-------- Material shown --------

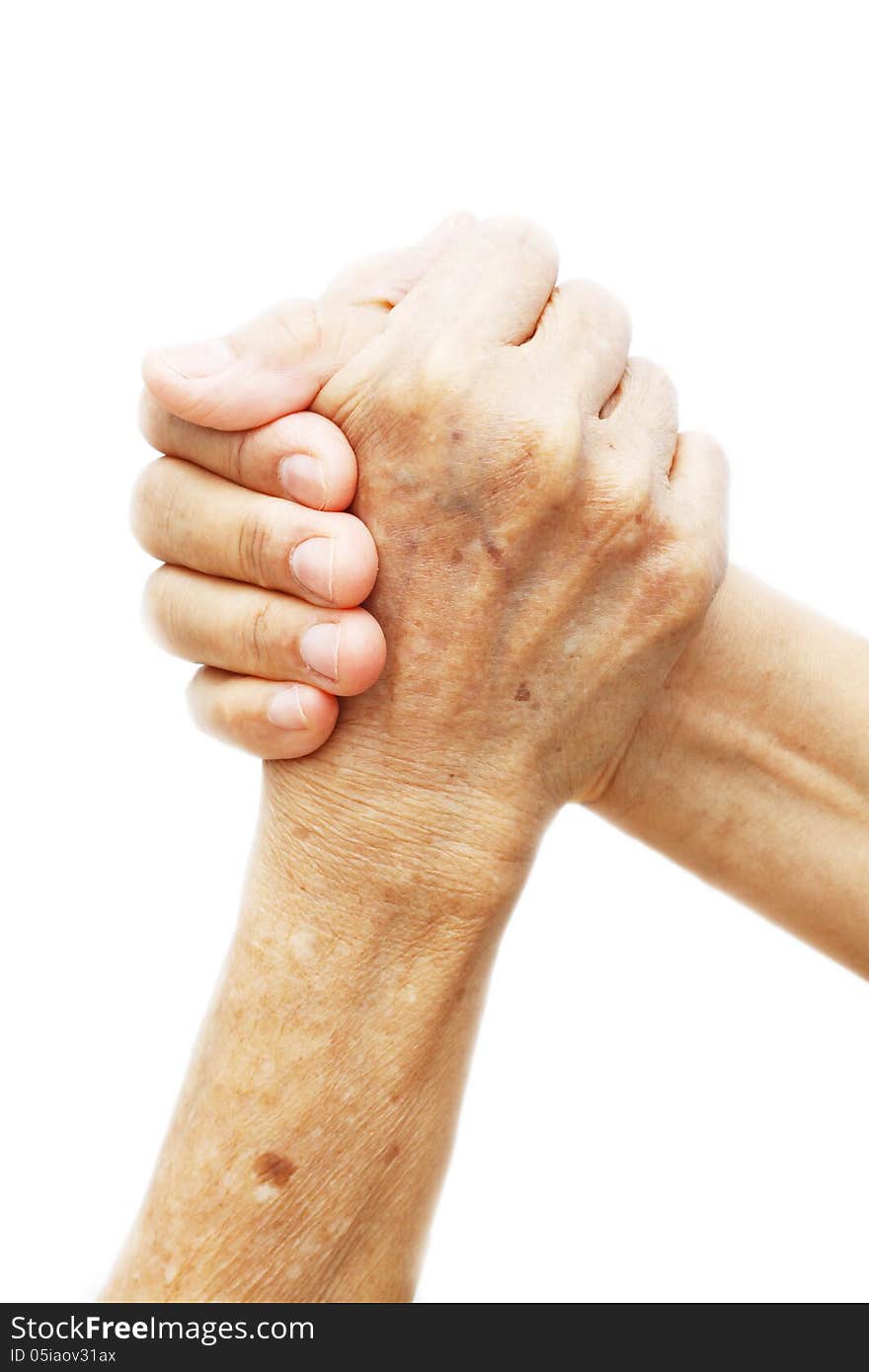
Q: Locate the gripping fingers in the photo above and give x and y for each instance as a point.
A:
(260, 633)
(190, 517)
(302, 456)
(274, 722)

--------
-------- Material shown --------

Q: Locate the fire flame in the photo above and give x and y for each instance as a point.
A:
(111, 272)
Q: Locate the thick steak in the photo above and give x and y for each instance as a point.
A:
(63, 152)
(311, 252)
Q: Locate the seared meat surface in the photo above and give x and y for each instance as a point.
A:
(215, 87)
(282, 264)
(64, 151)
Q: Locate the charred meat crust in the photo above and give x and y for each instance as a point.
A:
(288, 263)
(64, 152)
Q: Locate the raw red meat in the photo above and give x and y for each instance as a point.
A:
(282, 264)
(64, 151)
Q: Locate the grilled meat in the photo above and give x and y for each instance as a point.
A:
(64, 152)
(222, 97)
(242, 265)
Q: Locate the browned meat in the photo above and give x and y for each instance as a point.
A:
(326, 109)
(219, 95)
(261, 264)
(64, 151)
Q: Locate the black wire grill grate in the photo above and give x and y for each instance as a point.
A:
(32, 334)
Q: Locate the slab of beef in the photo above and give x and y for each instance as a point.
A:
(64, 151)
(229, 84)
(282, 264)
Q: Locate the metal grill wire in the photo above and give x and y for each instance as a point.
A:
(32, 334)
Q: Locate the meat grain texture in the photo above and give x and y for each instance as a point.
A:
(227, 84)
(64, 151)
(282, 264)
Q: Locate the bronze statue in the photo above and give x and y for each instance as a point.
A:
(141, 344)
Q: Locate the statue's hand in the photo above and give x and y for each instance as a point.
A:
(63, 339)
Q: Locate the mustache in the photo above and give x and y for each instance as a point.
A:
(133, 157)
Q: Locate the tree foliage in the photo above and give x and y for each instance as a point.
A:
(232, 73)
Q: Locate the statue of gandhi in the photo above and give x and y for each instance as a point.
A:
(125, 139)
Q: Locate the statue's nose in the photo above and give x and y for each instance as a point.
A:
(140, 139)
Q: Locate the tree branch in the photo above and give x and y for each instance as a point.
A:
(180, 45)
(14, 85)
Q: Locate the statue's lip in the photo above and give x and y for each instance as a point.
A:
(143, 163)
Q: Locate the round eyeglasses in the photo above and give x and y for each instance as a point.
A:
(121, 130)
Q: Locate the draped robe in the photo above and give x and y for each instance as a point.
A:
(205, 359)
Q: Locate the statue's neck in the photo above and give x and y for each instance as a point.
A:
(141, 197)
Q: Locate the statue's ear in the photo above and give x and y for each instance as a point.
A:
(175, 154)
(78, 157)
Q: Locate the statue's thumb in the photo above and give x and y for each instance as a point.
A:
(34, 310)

--------

Only lines holding the word "wire" are wanted here; copy each from the listing.

### Response to this task
Q: Locate the black wire grill grate in the photo above and give x and y for each instance as a point.
Q: Locate the metal grill wire in the photo above and give x and y for each instance as a point.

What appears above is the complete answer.